__Raw records__.
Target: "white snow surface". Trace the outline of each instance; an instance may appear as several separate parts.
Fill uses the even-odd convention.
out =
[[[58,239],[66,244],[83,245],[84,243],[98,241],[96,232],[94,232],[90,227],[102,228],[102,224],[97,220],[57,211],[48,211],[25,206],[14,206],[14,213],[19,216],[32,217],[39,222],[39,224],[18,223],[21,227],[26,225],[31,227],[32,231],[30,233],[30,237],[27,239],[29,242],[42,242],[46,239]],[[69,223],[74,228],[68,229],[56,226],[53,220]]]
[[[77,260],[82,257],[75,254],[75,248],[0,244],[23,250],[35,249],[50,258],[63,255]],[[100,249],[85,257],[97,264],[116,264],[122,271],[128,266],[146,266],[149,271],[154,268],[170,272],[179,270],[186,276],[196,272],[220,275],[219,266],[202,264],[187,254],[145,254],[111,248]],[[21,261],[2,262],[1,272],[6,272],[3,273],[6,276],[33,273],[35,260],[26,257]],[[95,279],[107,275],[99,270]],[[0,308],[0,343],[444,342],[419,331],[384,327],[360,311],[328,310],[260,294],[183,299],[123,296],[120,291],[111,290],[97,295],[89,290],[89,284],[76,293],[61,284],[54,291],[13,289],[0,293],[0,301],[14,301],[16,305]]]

__Exercise prompt__. Write out all of the data above again, line for line, with every character unchanged.

__Answer to this exercise__.
Target: "white snow surface". Trace the outline of each instance; an instance may appear as several separate parts.
Fill uses the even-odd convention.
out =
[[[58,239],[66,244],[83,245],[84,243],[98,241],[96,232],[94,232],[90,227],[102,228],[102,224],[97,220],[57,211],[48,211],[25,206],[14,206],[14,213],[19,216],[32,217],[39,222],[39,224],[18,223],[21,227],[26,225],[31,227],[32,231],[30,233],[30,237],[27,239],[29,242],[42,242],[46,239]],[[69,223],[74,228],[68,229],[56,226],[53,220]]]
[[[77,260],[82,257],[75,254],[75,248],[0,244],[23,250],[35,249],[50,258],[63,255]],[[100,249],[85,257],[97,264],[116,264],[122,271],[128,266],[146,266],[149,271],[154,268],[170,272],[179,270],[186,276],[196,272],[220,275],[219,266],[202,264],[187,254],[145,254],[111,248]],[[21,261],[2,262],[1,272],[6,272],[3,273],[6,276],[33,273],[35,260],[26,257]],[[95,279],[107,275],[99,270]],[[0,308],[0,343],[444,342],[419,331],[384,327],[360,311],[328,310],[260,294],[183,299],[123,296],[120,291],[111,290],[97,295],[89,290],[89,284],[76,293],[61,284],[54,291],[13,289],[0,293],[0,301],[14,301],[16,305]]]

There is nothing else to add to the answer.